Rescale the data from the line with "Each instance receives one keypoint. Mark the bare" through the end, writing out those lines again with the requests included: multiply every coordinate in the answers by 2.5 and round each to a whole number, with halves going up.

[Data records]
+===+
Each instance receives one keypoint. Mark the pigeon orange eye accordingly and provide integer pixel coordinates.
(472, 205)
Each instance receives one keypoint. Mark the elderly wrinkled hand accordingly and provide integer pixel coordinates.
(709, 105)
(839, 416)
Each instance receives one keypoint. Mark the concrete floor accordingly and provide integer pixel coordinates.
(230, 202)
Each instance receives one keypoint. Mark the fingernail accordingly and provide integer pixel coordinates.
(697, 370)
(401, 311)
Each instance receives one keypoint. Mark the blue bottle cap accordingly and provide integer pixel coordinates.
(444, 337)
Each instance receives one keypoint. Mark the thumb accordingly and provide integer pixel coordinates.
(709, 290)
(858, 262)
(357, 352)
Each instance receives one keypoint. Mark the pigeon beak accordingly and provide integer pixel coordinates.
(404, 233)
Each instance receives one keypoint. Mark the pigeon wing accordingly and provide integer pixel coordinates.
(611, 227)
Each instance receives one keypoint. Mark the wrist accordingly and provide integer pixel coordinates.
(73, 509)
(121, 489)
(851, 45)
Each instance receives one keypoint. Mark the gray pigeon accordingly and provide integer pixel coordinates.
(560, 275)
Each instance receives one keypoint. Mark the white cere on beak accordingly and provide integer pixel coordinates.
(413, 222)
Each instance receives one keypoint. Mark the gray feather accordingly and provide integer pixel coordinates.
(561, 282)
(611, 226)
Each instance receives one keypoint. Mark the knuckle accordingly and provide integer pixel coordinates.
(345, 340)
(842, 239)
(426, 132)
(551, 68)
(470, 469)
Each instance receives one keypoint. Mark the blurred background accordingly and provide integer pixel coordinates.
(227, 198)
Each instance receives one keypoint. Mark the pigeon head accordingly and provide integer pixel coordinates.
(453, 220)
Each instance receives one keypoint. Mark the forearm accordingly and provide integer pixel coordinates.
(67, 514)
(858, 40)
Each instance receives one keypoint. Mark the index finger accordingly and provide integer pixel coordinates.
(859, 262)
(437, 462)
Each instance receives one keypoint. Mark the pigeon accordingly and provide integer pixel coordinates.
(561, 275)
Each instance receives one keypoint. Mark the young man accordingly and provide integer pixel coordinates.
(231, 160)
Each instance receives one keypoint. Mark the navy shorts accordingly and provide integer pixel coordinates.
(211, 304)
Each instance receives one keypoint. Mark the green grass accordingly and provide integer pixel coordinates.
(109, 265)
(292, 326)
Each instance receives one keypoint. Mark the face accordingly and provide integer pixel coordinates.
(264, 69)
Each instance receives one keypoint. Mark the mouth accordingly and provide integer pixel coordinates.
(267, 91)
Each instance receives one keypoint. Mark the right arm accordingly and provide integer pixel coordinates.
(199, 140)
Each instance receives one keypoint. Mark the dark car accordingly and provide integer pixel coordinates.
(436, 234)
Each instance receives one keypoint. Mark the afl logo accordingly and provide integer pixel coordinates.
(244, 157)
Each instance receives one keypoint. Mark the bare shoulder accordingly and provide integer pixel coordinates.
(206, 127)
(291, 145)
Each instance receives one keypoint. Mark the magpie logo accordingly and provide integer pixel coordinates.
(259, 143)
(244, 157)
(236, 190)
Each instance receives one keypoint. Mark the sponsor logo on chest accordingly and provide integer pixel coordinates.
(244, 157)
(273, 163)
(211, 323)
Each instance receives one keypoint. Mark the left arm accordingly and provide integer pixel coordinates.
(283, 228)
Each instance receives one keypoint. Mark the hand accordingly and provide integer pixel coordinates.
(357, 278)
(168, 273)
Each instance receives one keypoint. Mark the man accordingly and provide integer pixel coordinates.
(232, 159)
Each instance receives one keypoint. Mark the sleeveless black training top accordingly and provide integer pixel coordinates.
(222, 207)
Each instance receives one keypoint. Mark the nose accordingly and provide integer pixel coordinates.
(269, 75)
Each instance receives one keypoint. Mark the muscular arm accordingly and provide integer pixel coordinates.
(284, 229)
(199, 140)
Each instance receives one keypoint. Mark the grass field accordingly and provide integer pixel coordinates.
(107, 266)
+===+
- **WRITTEN RESPONSE**
Each instance receives one keypoint. Mark the bare shoulder accordingly and provide integer pixel coordinates.
(515, 318)
(728, 363)
Each instance receives one keypoint. Mark the magpie logo accordingly and provide integer pixel coordinates.
(648, 358)
(610, 393)
(590, 475)
Each instance receives one keypoint. Mark the sponsor logo on chest accordingly and provide integer pixel coordinates.
(610, 393)
(683, 408)
(528, 808)
Each instance receives one keypoint. Mark the left arm accordingly and provide integer pixel coordinates.
(708, 570)
Each instance receives one keypoint. Mark the hand accordingly and provide integer pixel coordinates.
(893, 695)
(420, 683)
Each instance receives one keypoint. Mark the man accordingly and provide integer pixel coordinates.
(580, 398)
Each instance receives one keypoint. Mark the sleeveless black training top accordingly and provide integer pixel coordinates.
(555, 518)
Each instance receives one keypoint. Mark the nose accordingly and provide integer pixel coordinates.
(673, 188)
Each instance receives one keypoint. Mark the muscular arm accordingly and provide integer pixel coordinates.
(710, 573)
(498, 350)
Each instance receives one keypoint. Mark the grass field accordingly and provide integer pixel coordinates.
(268, 665)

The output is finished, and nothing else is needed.